:: PROVIDED ENTRIES

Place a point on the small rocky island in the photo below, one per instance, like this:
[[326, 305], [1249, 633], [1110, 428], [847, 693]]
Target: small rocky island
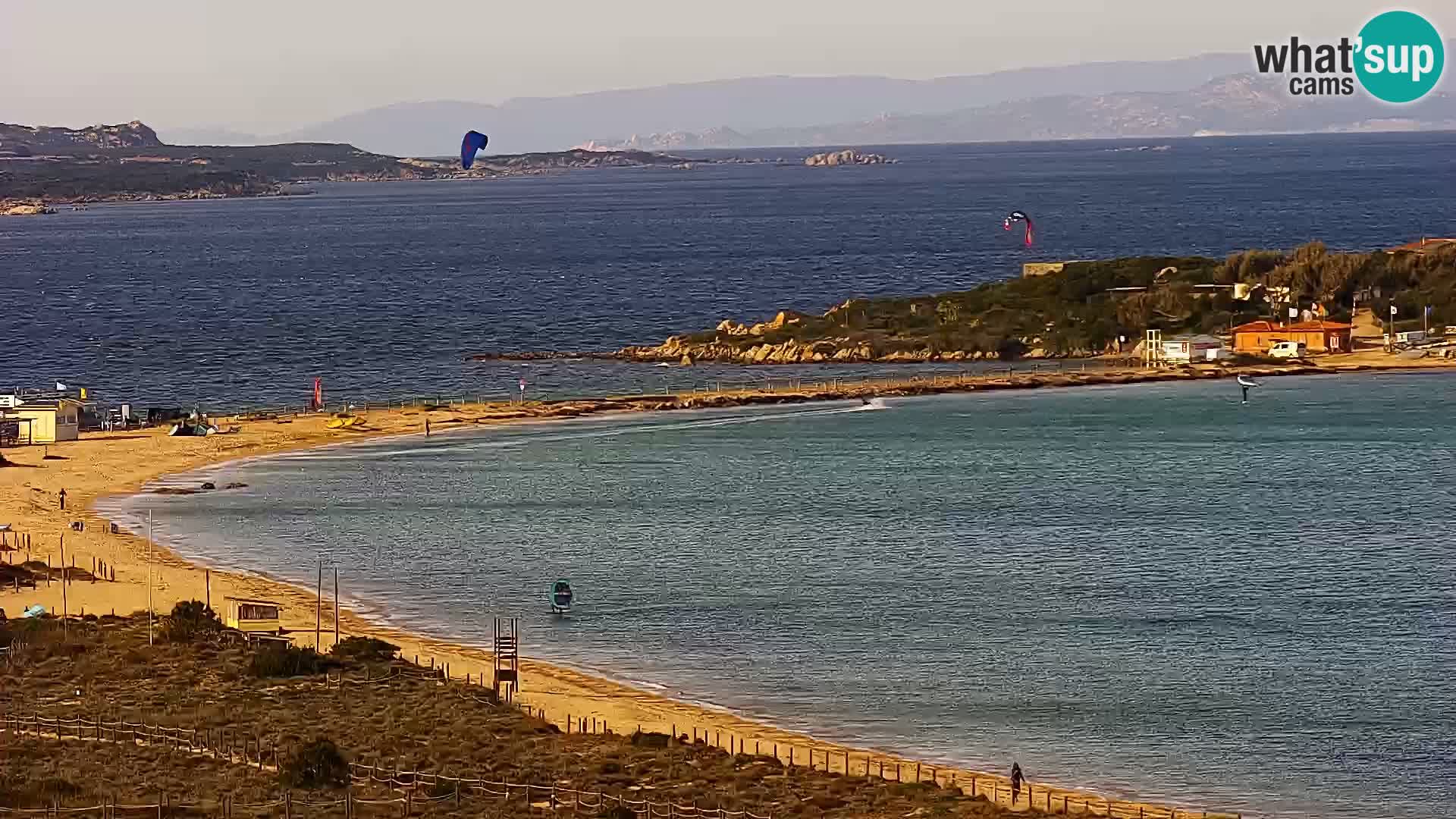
[[848, 156]]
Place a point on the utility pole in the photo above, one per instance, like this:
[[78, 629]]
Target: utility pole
[[64, 577], [318, 613], [150, 611]]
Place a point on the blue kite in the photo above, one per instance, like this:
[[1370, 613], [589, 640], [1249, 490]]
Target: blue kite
[[472, 142]]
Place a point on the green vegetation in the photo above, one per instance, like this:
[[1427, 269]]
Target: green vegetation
[[191, 620], [315, 765], [127, 162], [1087, 306], [405, 722], [289, 661], [364, 651]]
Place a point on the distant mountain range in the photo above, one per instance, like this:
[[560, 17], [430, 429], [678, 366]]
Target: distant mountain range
[[433, 129], [1239, 104], [1210, 93]]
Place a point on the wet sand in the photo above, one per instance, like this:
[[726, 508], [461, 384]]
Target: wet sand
[[108, 464]]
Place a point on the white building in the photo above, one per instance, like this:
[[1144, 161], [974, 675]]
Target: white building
[[1188, 349]]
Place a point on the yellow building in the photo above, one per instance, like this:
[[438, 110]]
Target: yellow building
[[254, 617], [46, 422]]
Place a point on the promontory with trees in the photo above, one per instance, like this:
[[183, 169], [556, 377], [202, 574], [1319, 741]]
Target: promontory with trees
[[1085, 308]]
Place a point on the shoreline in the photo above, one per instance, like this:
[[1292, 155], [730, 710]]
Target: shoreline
[[108, 466]]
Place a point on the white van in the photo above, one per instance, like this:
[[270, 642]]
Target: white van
[[1288, 350]]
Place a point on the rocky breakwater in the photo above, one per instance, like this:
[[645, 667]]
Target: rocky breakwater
[[24, 209], [775, 341], [848, 156]]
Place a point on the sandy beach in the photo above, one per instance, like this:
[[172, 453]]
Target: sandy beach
[[108, 464]]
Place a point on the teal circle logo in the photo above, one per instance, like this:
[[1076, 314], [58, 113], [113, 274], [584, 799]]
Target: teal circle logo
[[1401, 57]]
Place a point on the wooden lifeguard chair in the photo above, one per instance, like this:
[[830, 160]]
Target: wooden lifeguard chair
[[507, 651], [253, 617]]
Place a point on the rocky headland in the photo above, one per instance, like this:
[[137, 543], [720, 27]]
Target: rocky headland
[[848, 156]]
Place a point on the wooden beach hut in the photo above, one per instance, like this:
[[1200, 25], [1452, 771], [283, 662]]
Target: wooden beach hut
[[253, 617]]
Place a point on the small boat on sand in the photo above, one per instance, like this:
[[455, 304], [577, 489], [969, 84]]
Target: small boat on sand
[[561, 598]]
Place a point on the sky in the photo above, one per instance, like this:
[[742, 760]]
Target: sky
[[270, 66]]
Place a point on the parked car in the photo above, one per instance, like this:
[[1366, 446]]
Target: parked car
[[1288, 350]]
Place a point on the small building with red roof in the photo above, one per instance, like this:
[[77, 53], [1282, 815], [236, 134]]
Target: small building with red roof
[[1316, 335]]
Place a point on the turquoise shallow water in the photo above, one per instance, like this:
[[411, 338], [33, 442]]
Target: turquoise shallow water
[[1149, 591]]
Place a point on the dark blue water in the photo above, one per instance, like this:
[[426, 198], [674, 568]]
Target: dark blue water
[[1150, 591], [383, 289]]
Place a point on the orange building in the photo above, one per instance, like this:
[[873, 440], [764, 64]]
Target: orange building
[[1315, 335]]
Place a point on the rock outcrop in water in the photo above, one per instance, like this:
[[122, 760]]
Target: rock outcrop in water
[[848, 156]]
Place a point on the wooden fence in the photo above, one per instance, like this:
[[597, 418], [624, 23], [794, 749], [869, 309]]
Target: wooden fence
[[419, 789], [835, 760]]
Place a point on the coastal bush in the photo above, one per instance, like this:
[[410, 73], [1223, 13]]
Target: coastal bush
[[364, 651], [190, 620], [315, 765], [287, 661]]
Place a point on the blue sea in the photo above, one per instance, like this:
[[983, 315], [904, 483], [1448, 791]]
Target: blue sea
[[384, 290], [1150, 591]]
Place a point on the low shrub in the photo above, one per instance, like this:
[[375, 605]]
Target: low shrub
[[364, 651], [190, 621], [318, 764], [287, 661]]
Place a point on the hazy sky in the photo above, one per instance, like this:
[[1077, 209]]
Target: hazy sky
[[267, 66]]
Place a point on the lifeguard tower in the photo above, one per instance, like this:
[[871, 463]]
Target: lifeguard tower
[[253, 617]]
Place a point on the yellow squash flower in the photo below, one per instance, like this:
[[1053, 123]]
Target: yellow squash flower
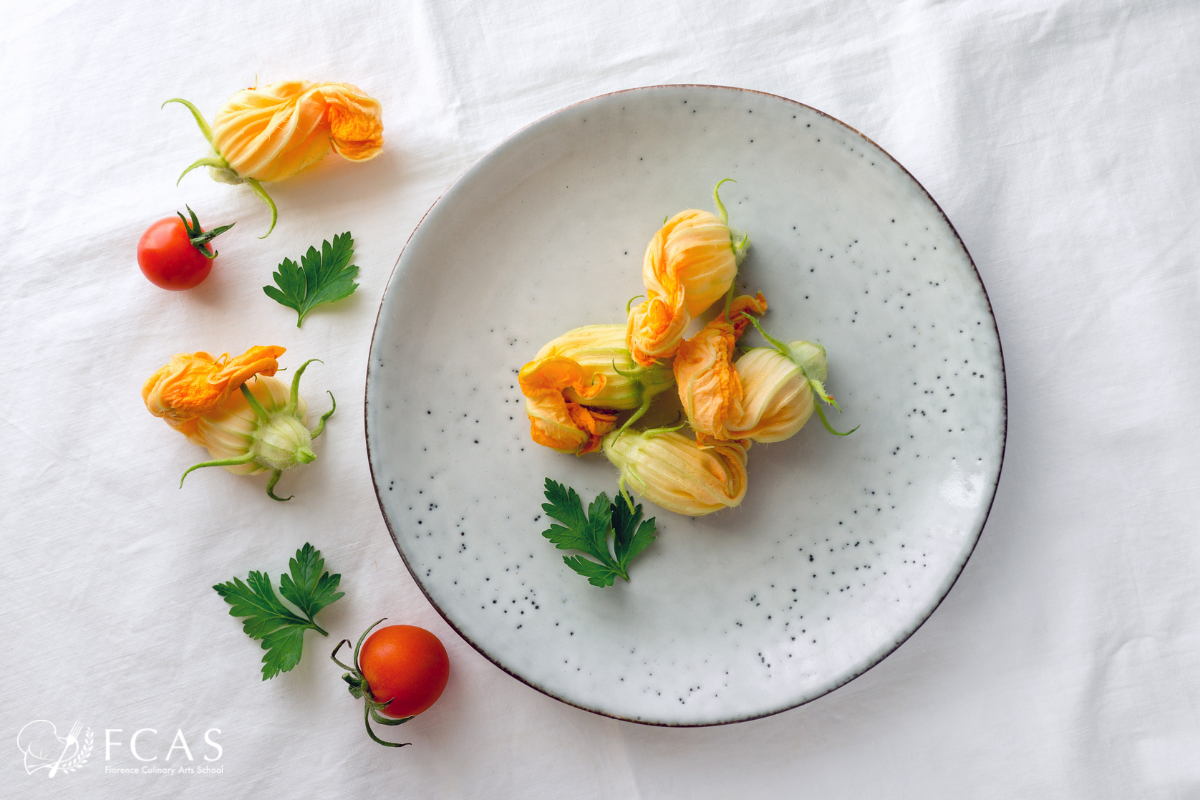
[[257, 429], [274, 132], [195, 384], [709, 388], [556, 421], [779, 389], [600, 350], [689, 264], [777, 398], [673, 471]]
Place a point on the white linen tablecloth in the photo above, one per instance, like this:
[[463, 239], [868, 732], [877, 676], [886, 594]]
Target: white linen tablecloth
[[1060, 137]]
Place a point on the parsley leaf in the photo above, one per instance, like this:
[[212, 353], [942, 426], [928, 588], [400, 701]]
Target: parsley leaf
[[589, 531], [322, 277], [310, 587]]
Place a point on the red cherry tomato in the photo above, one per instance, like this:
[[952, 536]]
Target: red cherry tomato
[[174, 254], [406, 663]]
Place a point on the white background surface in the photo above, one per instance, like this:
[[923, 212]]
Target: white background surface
[[1060, 139]]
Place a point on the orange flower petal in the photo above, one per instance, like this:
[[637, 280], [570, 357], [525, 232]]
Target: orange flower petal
[[553, 421], [691, 253], [709, 386], [657, 328], [274, 132], [195, 384]]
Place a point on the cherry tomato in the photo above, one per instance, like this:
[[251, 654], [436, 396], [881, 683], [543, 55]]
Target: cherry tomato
[[406, 663], [175, 254]]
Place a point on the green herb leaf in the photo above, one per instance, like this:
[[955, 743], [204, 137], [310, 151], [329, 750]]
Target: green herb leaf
[[589, 533], [323, 276], [265, 617], [630, 539], [310, 587]]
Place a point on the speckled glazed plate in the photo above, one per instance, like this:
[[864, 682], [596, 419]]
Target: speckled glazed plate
[[843, 546]]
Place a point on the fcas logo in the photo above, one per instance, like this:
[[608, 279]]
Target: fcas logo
[[46, 750]]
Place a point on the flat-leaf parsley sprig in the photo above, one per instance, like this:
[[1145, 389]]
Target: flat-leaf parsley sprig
[[307, 585], [322, 277], [589, 531]]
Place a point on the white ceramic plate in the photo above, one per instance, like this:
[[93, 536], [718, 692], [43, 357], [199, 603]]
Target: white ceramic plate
[[843, 546]]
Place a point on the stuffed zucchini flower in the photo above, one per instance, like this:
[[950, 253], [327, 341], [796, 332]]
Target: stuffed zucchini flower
[[556, 420], [689, 265], [274, 132], [600, 350], [709, 388], [249, 421], [195, 384], [673, 471], [779, 389]]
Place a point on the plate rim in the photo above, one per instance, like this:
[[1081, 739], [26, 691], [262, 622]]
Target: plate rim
[[899, 643]]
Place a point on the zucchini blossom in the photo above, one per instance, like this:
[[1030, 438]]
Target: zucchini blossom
[[249, 421], [673, 471], [780, 385], [689, 264], [709, 388], [604, 359], [274, 132], [555, 421]]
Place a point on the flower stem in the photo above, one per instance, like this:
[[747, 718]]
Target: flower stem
[[265, 198], [270, 487], [321, 426], [196, 113], [259, 411], [228, 462]]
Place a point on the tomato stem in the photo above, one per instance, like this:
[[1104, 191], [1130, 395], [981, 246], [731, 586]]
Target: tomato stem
[[198, 236], [361, 690]]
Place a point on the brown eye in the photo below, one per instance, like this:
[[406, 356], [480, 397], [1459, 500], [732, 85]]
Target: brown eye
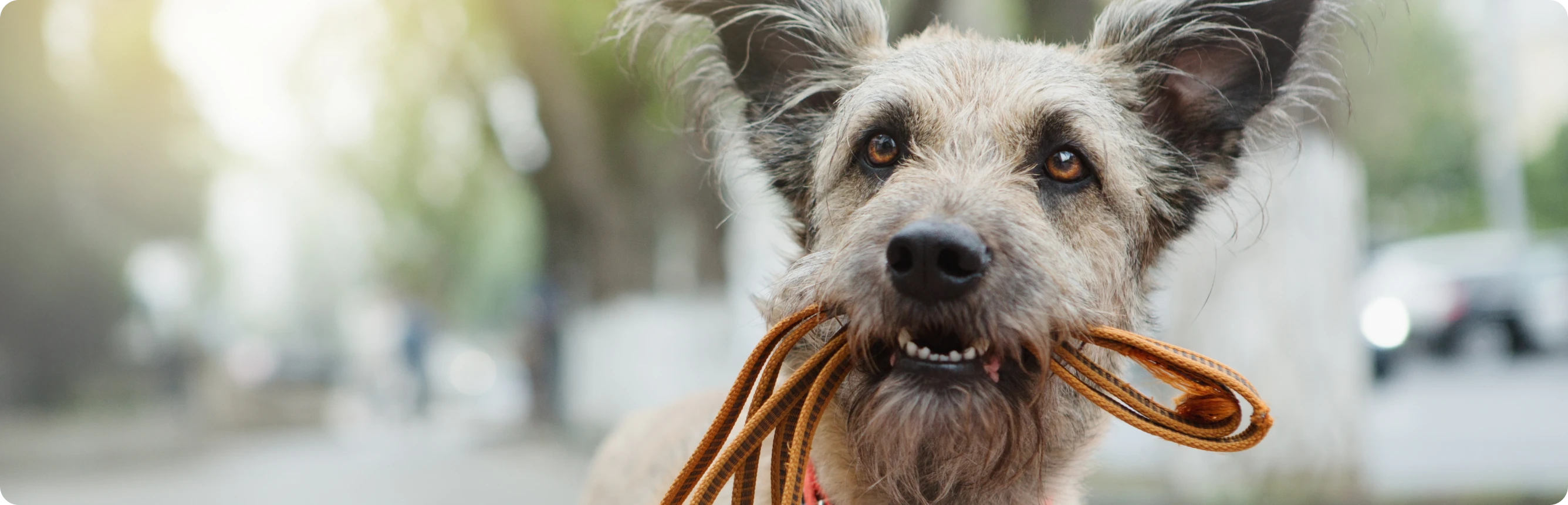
[[882, 151], [1065, 167]]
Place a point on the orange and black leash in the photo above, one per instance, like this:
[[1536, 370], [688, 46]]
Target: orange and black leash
[[1207, 415]]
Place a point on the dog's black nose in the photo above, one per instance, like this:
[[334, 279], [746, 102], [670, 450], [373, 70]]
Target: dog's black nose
[[934, 261]]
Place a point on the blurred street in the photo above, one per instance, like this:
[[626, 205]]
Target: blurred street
[[1479, 427], [314, 468]]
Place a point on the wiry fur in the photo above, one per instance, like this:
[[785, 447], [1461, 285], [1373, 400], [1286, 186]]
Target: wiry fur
[[1161, 101]]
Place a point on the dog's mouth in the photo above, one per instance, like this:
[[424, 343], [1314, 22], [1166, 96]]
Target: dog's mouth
[[943, 355]]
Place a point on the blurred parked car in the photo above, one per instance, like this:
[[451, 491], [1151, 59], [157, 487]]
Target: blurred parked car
[[1427, 294]]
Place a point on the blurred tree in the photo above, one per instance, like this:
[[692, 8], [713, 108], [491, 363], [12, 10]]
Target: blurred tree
[[1546, 184], [1062, 21], [1049, 21], [85, 173], [623, 195], [1413, 124]]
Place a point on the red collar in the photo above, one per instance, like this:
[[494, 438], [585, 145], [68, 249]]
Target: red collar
[[813, 490]]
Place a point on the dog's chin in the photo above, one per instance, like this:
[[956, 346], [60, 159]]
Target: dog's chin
[[954, 430]]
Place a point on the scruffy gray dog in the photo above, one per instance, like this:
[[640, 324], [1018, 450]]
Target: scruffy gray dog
[[965, 203]]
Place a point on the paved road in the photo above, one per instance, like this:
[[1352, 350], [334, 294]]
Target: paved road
[[1476, 427], [313, 468]]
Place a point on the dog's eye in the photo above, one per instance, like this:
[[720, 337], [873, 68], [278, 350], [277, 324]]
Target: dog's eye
[[882, 151], [1065, 165]]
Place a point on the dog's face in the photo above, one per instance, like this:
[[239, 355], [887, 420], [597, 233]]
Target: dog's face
[[965, 203]]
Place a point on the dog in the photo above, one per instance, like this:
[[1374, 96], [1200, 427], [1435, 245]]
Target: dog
[[963, 204]]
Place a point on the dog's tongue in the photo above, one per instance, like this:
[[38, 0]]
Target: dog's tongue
[[993, 364]]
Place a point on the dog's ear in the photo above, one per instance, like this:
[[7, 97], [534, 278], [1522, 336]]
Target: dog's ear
[[788, 59], [1207, 69]]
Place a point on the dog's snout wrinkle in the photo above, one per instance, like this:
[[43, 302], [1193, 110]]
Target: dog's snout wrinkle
[[934, 261]]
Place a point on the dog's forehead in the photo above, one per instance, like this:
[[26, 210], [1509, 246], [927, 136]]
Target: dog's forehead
[[968, 85]]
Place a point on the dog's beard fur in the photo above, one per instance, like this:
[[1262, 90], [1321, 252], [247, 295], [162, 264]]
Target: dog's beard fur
[[924, 441]]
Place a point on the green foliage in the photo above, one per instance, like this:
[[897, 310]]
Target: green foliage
[[1546, 184], [463, 231], [1413, 126], [87, 171]]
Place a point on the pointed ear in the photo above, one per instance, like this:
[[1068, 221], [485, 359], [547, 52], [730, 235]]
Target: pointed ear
[[1208, 68], [788, 59]]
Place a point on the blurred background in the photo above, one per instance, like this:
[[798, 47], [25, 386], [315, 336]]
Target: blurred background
[[393, 251]]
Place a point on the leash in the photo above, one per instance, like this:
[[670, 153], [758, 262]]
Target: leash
[[1207, 415]]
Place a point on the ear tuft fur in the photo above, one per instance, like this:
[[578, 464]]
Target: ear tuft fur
[[1221, 79], [783, 62]]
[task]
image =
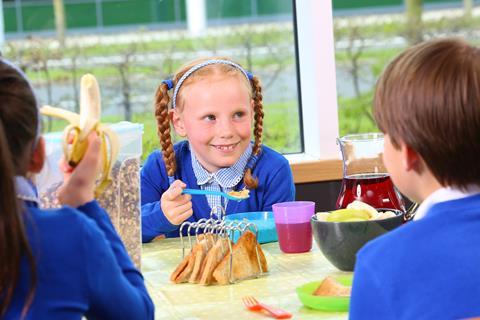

::::

> [ASSIGNED TASK]
Scan the material above and copy every line that holds the string "below".

> [OUTPUT OF THE TASK]
Place a point on the small rocky island in the photo below, one per instance, like this:
Place a point on the yellow squash flower in the photo below, one per instance, like this:
Place a point on the brown eye in the photo below, one per instance, like this:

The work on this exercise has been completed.